Copy every item below verbatim, line for line, without changing anything.

◇ ◇ ◇ ◇ ◇ ◇ ◇

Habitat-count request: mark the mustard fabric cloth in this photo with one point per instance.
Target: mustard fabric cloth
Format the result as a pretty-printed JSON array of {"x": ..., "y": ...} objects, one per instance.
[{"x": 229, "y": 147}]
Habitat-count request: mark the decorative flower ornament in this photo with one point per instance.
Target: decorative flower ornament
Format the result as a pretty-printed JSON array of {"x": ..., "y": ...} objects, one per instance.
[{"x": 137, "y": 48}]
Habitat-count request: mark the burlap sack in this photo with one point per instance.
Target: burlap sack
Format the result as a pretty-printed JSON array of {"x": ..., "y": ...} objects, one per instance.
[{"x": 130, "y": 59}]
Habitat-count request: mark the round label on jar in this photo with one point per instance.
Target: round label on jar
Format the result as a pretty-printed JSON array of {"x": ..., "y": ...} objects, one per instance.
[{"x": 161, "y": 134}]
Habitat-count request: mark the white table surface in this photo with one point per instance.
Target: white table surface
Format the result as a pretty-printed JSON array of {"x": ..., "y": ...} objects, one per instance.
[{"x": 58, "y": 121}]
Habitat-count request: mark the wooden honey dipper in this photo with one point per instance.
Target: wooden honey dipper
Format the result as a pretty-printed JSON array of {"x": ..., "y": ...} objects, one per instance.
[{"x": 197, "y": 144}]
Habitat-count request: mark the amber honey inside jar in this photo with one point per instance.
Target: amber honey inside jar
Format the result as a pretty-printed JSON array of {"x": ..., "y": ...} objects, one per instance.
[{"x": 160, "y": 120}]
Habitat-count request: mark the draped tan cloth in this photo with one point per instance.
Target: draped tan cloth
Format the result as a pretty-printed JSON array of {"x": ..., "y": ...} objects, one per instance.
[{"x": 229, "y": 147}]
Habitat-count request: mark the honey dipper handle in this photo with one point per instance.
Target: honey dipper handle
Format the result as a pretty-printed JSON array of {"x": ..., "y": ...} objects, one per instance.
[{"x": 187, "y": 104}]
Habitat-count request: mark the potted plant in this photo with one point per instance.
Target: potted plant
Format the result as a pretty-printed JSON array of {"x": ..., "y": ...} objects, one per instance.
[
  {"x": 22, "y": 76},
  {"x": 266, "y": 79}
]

◇ ◇ ◇ ◇ ◇ ◇ ◇

THE RESPONSE:
Habitat-count request: mark the mustard fabric cloth in this photo with one point per instance.
Target: mustard fabric cloth
Format the result as a pretty-printed JSON array of {"x": ..., "y": ...} objects, one per instance.
[{"x": 229, "y": 147}]
Habitat-count request: mark the decorative flower ornament in this photo with one point per instance.
Target: decorative flower ornament
Format the result as a pretty-printed JSON array of {"x": ..., "y": ...} objects, one per instance.
[{"x": 137, "y": 48}]
Habitat-count request: mark the burlap sack in this photo with one point per instance.
Target: burlap sack
Format the result as a pretty-printed JSON array of {"x": ..., "y": ...} objects, one per instance.
[{"x": 130, "y": 59}]
Habitat-count request: mark the round label on jar in this photo with one point per instance.
Target: round label on jar
Format the result as a pretty-printed JSON array of {"x": ..., "y": ...} objects, one per instance.
[{"x": 161, "y": 134}]
Habitat-count request: mark the white table surface in this photo with one point per instance.
Target: white table surface
Format the result as a pretty-printed JSON array of {"x": ..., "y": ...} objects, one per instance.
[{"x": 58, "y": 121}]
Habitat-count request: mark the wooden honey dipper in this photo with one point per instance.
Target: wooden honey dipper
Format the result as a pretty-printed JSON array of {"x": ..., "y": ...} objects, one per instance.
[{"x": 197, "y": 144}]
Habitat-count request: mark the amber honey inside jar in this photo with one point per instance.
Target: amber honey inside jar
Format the result as a pretty-printed JSON array of {"x": ..., "y": ...} objects, one per instance.
[{"x": 160, "y": 120}]
Habitat-count request: mark the draped tan cloth in this photo with one point per instance.
Target: draped tan cloth
Format the result as a pretty-printed JSON array of {"x": ..., "y": ...} objects, one per instance.
[{"x": 229, "y": 147}]
Habitat-count request: mark the honey dipper handle in this photo with one point per instance.
Target: honey dipper handle
Format the result as a pretty-printed JSON array of {"x": ..., "y": ...} objects, one per instance.
[{"x": 187, "y": 104}]
Habitat-count request: mark the potted plant in this photo with one point per instance.
Target: potted plant
Format the result as a pretty-printed JSON array of {"x": ..., "y": ...} objects, one per instance.
[
  {"x": 22, "y": 76},
  {"x": 266, "y": 79}
]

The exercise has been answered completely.